Brian M. Greene is an American politician and a Republican member of the Utah House of Representatives representing District 57 from January 1, 2013 to December 31, 2018.

Early life and career
Greene earned his BA from Brigham Young University and his JD from its J. Reuben Clark Law School. He works as an attorney and small business owner and lives in Pleasant Grove, Utah with his wife Renee and three children.

Political career
When District 57 incumbent Republican Representative Craig Frank ran for the Utah State Senate in 2012 and left the seat open, Greene was selected as one of two candidates from the Republican convention for the June Republican Primary which he won with 2,057 votes (55.4%) and won the November General election with 11,029 votes (85.8%) against Democratic nominee Scott Gygi.

In 2014, Greene defeated both John Stevens and Holly Richardson in the Republican convention and then continued on to defeat Democratic nominee Michael Plowman in the November 4, 2014 general election with 6,317 votes (82.5%).

In 2015, Greene questioned whether sex with an unconscious spouse should be considered rape during a committee hearing on a measure which sought to clarify that sex with an unconscious individual is rape. Greene later apologized for his comments and said media reports had taken his words out of context.

* * * *

> WHAT YOU NEED TO DO:
**a.** Answer these from the passage about Brian M. Greene:
(i) From which law school did Greene earn his JD?
(ii) Who was the Democratic nominee Greene defeated in the 2012 November general election?
(iii) How many votes did Greene receive in the November 4, 2014 general election?
**b.** Quote the passage about Brian M. Greene, starting with "Early life and" and going on through "and three children.".

* * * *

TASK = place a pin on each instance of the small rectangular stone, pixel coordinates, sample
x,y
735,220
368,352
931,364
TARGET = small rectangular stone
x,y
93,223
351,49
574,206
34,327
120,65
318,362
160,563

* * * *

> COMPLETED EXERCISE:
**a.**
(i) The J. Reuben Clark Law School of Brigham Young University
(ii) Scott Gygi
(iii) 6,317 votes (82.5%)

**b.**
Early life and career
Greene earned his BA from Brigham Young University and his JD from its J. Reuben Clark Law School. He works as an attorney and small business owner and lives in Pleasant Grove, Utah with his wife Renee and three children.